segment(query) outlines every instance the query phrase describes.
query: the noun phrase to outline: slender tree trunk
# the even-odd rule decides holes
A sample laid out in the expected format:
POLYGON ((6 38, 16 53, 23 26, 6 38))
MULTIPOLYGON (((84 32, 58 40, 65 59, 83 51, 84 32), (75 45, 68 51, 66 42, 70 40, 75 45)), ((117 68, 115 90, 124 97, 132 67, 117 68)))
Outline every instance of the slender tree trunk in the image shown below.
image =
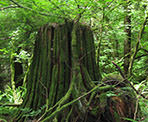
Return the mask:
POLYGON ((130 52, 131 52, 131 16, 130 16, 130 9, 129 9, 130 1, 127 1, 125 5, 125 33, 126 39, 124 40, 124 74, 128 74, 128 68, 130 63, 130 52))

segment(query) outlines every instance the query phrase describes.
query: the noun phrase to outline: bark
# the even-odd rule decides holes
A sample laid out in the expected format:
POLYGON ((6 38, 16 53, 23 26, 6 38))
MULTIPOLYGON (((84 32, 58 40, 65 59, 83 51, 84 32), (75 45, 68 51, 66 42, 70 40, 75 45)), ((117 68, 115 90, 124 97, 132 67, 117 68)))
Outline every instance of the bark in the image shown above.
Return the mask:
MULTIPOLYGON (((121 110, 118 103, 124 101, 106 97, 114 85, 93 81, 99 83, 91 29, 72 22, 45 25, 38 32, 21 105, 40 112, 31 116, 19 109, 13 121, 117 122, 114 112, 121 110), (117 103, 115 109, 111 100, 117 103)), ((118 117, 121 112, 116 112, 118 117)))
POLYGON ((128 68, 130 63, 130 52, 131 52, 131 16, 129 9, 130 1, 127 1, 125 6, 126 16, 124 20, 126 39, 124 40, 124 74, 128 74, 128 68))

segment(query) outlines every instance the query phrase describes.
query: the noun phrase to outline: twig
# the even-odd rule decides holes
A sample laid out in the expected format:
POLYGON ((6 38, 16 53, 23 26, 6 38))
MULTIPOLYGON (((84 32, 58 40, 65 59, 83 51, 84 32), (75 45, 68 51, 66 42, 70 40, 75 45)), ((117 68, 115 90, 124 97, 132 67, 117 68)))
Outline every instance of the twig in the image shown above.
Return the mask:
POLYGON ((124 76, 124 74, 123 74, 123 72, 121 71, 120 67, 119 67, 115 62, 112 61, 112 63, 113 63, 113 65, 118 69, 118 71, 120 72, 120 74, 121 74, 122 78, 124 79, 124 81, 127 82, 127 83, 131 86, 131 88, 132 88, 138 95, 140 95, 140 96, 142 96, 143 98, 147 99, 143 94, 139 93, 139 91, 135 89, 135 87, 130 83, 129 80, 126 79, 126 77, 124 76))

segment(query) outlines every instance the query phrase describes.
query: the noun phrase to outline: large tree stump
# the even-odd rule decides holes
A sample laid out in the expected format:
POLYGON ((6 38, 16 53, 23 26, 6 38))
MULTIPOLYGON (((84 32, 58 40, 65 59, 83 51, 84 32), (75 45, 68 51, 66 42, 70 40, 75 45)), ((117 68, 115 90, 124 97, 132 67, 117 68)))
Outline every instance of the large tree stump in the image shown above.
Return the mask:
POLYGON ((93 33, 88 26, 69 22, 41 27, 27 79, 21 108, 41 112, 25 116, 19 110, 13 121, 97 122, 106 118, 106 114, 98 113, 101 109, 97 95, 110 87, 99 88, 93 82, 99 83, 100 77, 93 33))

• • •

= Short task =
Can you rewrite all the lines above as a Markdown table with two columns, "Row" for a running number and "Line" for the line itself? Skip the blank lines and leave the pictures out.

= Full answer =
| Row | Line |
|---|---|
| 1 | segment(query) outlines every instance the query phrase describes. |
| 2 | query: the noun phrase to outline: slender tree trunk |
| 3 | # the even-odd rule decides holes |
| 4 | A sample laid out in the expected format: |
| 5 | POLYGON ((6 38, 16 53, 23 26, 6 38)) |
| 6 | MULTIPOLYGON (((84 32, 58 40, 65 59, 83 51, 84 32), (75 45, 68 51, 66 42, 70 40, 75 45)), ((117 68, 115 90, 124 97, 132 67, 117 68))) |
| 7 | Outline every instance of the slender tree trunk in the image shown below. |
| 8 | image = |
| 9 | Return the mask: |
| 10 | POLYGON ((130 52, 131 52, 131 16, 130 16, 130 9, 129 9, 130 1, 127 1, 125 5, 125 33, 126 39, 124 40, 124 74, 128 74, 128 68, 130 63, 130 52)) |
| 11 | segment(query) outlines every instance the query phrase describes. |
| 12 | query: the noun phrase to outline: bark |
| 13 | # the even-odd rule decides holes |
| 14 | A sample laid out in the expected format: |
| 15 | POLYGON ((6 38, 16 53, 23 26, 6 38)) |
| 16 | MULTIPOLYGON (((84 32, 58 40, 65 59, 83 51, 84 32), (75 45, 68 51, 66 42, 70 40, 75 45)), ((117 68, 115 90, 124 97, 132 67, 117 68))) |
| 17 | Outline every instance of the bark in the image shown above. |
| 18 | Return the mask: |
| 19 | MULTIPOLYGON (((121 110, 118 103, 124 101, 106 97, 114 85, 93 81, 99 83, 91 29, 72 22, 45 25, 38 32, 21 105, 40 112, 31 116, 19 109, 13 121, 117 122, 114 112, 121 110), (117 103, 115 109, 111 100, 117 103)), ((118 117, 121 112, 116 112, 118 117))) |
| 20 | POLYGON ((128 68, 130 63, 130 52, 131 52, 131 16, 129 9, 130 1, 127 1, 125 6, 126 16, 124 20, 126 39, 124 40, 124 74, 128 74, 128 68)) |
| 21 | segment(query) outlines every instance the query phrase describes. |
| 22 | query: the noun phrase to outline: twig |
| 23 | # the even-odd rule decides holes |
| 24 | A sample laid out in the expected format: |
| 25 | POLYGON ((6 38, 16 53, 23 26, 6 38)) |
| 26 | MULTIPOLYGON (((84 32, 58 40, 65 59, 83 51, 84 32), (75 45, 68 51, 66 42, 70 40, 75 45)), ((117 68, 115 90, 124 97, 132 67, 117 68))) |
| 27 | Outline every instance of the twig in the image shown above. |
| 28 | Return the mask: |
| 29 | POLYGON ((124 76, 124 74, 123 74, 123 72, 121 71, 120 67, 119 67, 115 62, 112 61, 112 63, 113 63, 113 65, 118 69, 118 71, 120 72, 120 74, 121 74, 122 78, 124 79, 124 81, 127 82, 127 83, 131 86, 131 88, 132 88, 138 95, 140 95, 140 96, 142 96, 143 98, 147 99, 143 94, 139 93, 139 91, 135 89, 135 87, 130 83, 129 80, 126 79, 126 77, 124 76)) |
| 30 | segment(query) outlines every instance the query phrase describes. |
| 31 | query: the noun phrase to outline: large tree stump |
| 32 | # the even-odd rule decides holes |
| 33 | A sample laid out in the expected format: |
| 34 | POLYGON ((6 38, 16 53, 23 26, 6 38)) |
| 35 | MULTIPOLYGON (((84 32, 58 40, 65 59, 83 51, 84 32), (75 45, 68 51, 66 42, 70 40, 75 45)), ((117 68, 115 90, 124 97, 132 67, 117 68))) |
| 36 | Outline every instance of the large tree stump in the image shown above. |
| 37 | Return the mask: |
| 38 | POLYGON ((93 33, 88 26, 69 22, 41 27, 27 79, 21 108, 41 112, 25 116, 19 110, 13 121, 97 122, 106 118, 106 114, 98 113, 101 109, 97 95, 110 87, 99 88, 93 82, 99 83, 100 77, 93 33)) |